**ESERCIZIO ASSEGNATO:**
Secondo la recensione, perché lo scetticismo di Dylan verso il quadro non regge la tensione della storia? Spiegalo in una, due o tre frasi.

**ESTRATTO PAGINA:**
Dylan sbarca in Italia, a Venezia, la città di calli e canali, di innamorati e sospiri, di baci e di...bacilli. Infatti un eminente studioso d'arte muore in oscure circostanze, ucciso dal "Pasteurella pestis", più comunemente noto come peste polmonare. Un quadro cinquecentesco dal macabro soggetto sembra l'apparente causa, ma per Dylan non sarà facile sconfiggere il "mostro" di turno. Mica è tanto semplice centrare con un colpo in fronte un microbo...

Un dipinto pestifero
recensione di Paolo Ottolina
Dylan Dog



Soggetto
(1k)
3/7
Gianfranco Manfredi Mi concedono una tantum su Dylan e chi mi ritrovo? Quel Manfredi che di questi tempi folleggia su Nick Raider. E in effetti anche questo soggetto di Dylan risente delle atmosfere più propriamente gialle: presentazione della futura vittima, indagini del detective, svelamento del colpevole, happy end con biblica punizione (il fuoco) che si abbatte sui malvagi per mano del nostro eroe. Dietro alla storia c'è sicuramente un lavoro scrupoloso sulla peste e sull'epidemia del XVI sec. Non sono nè un epidemiologo, nè uno studioso d'arte, quindi non so nulla di più, ma sarebbe interessante scoprire quali dei punti del racconto sono storici e quali di fantasia. Se qualcuno là fuori avesse voglia di informarsi, fatecelo sapere!

E allora, detto questo, che c'è che non va? Il difetto principale è bello grosso: non è una storia da Dylan Dog. Sembra quasi un Mystère trapiantato su Dylan: c'è il letale mystèro, il mondo da salvare, l'eroe che parla e si documenta (in biblioteca, tipico luogo Mystèrioso), il colpo di kulo dell'eroe, l'eroe che trionfa. Si vorrebbe camminare sul filo sottile che divide soprannaturale e reale, ma il funambolismo non funziona. Dylan è giustamente scettico nei confronti del quadro associato al morbo, ma è troppo scettico per tenere sulle spine i lettori, che sono portati a escludere il dipinto quale "colpevole" sin dall'inizio, e se ancora ci fossero dei dubbi ci pensa il dottor Flesca a dissiparli, già a pag.34. Tecnicamente una buona storia, ma fredda, troppo fredda, priva di quell'umanità che ha fatto grande (in altri tempi, ahimè) la serie. Per di più si vuol far leva sull'atmosfera nebbiosa e opprimente, che attinge a piene mani da film tipo "M- Il mostro di Dusseldorf" o "Ombre e nebbia", ma il risultato non può essere all'altezza degli esempi cinematografici, nonostante il lavoro di Roi. Serviva un eccelso lavoro ai testi, un'eccelsa correlazione tra parole e disegni, magari un'eccelso uso di qualche didascalia "interiore", invece di affidare il tutto ai chiaroscuri delle chine e alle immancabili scene oniriche. E' comunque soprattutto il mancato innesco del meccanismo di confusione tra possibile e impossibile che fa scivolare il soggetto.

**SEZIONE DATI:**

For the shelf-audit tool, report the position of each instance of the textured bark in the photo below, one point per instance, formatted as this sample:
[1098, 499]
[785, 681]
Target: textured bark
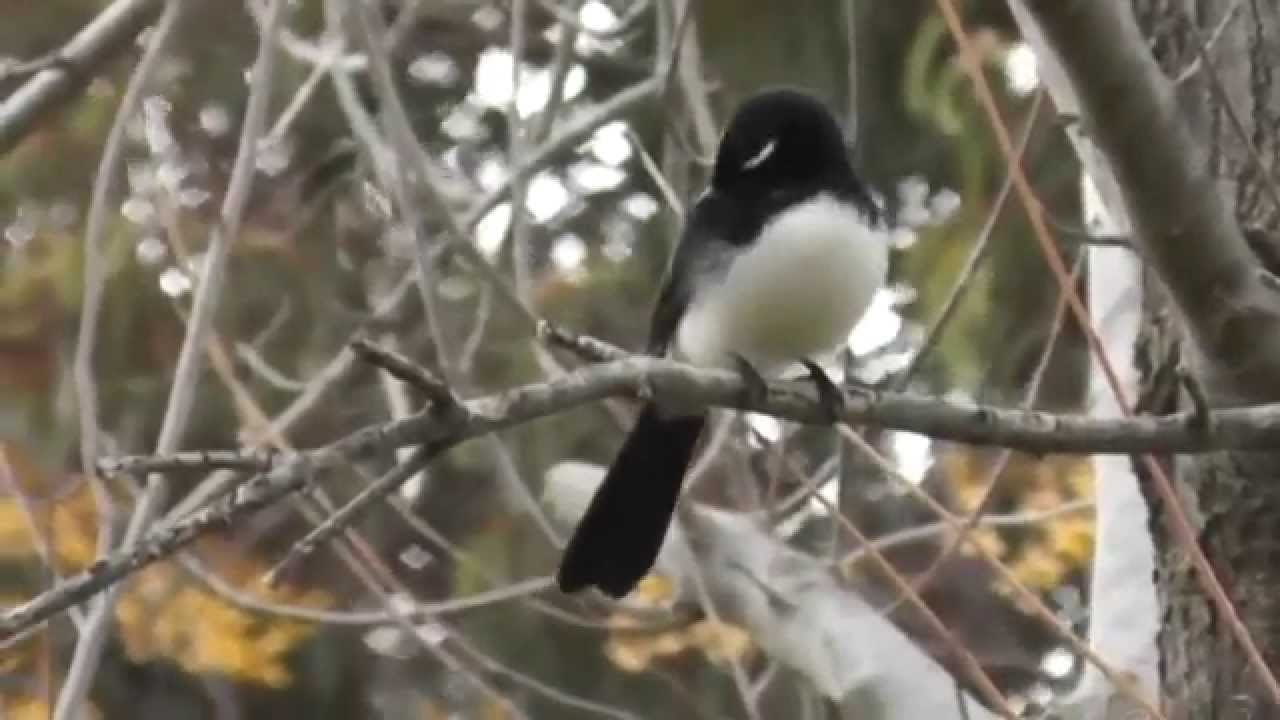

**SOLUZIONE:**
Dylan è troppo scettico per tenere i lettori sulle spine, e così questi escludono il dipinto come "colpevole" fin dall'inizio. Gli eventuali dubbi rimasti li dissipa il dottor Flesca già a pag. 34.